==== RECORD EXTRACTS ====

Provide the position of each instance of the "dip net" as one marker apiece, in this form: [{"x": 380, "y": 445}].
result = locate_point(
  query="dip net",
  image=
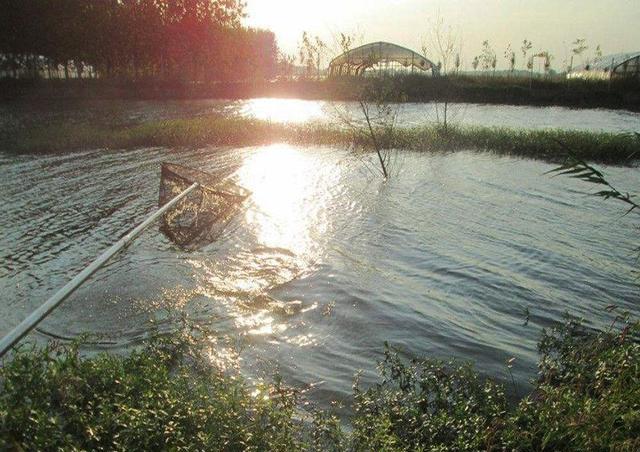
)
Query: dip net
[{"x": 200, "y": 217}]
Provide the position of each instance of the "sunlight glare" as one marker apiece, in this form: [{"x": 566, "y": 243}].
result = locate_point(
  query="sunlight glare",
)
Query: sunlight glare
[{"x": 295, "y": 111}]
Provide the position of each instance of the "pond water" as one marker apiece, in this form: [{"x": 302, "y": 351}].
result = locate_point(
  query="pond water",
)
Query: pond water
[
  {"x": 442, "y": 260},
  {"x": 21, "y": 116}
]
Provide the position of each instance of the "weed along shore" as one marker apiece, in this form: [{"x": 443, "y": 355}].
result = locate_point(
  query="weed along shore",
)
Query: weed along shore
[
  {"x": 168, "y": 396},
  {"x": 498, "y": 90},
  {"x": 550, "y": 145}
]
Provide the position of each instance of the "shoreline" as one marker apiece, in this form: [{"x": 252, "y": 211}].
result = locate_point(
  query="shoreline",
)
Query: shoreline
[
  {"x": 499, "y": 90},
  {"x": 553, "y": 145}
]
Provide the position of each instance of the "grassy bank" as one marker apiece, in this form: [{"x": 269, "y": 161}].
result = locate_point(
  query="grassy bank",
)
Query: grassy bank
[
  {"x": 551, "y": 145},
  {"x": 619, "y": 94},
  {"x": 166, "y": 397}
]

====
==== RECORD EXTRACTS ====

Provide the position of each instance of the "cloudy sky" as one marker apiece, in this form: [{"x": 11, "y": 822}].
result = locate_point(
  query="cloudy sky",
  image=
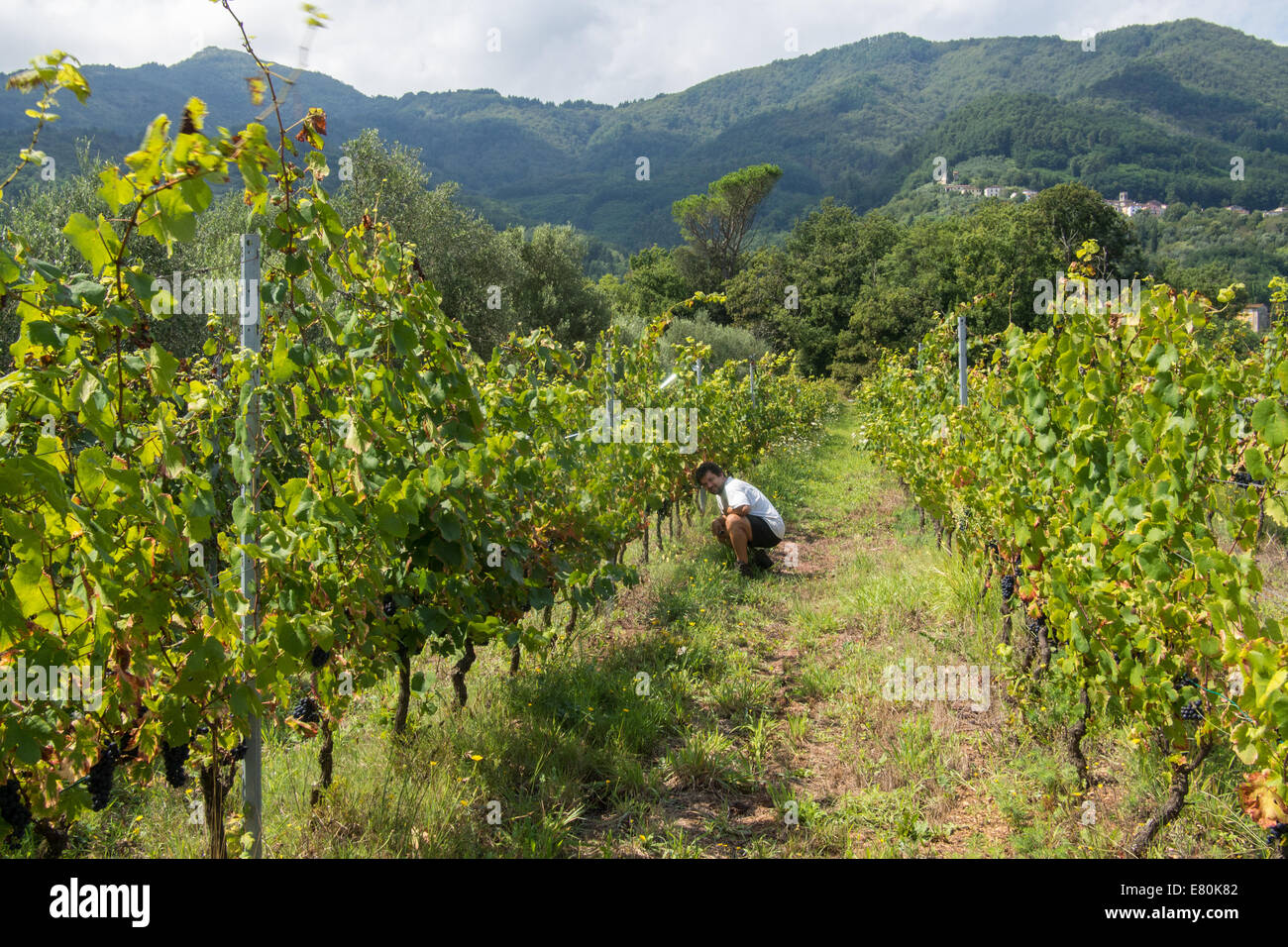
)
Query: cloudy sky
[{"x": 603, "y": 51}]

====

▶ TASK BRIEF: Please gather every line of the data above that contains the word "pond", treating uppercase and lowercase letters as different.

▶ SOLUTION TO THE EXERCISE:
Provide the position of each instance of the "pond water" as one marker apiece, in this form: [{"x": 302, "y": 351}].
  query="pond water",
Query: pond water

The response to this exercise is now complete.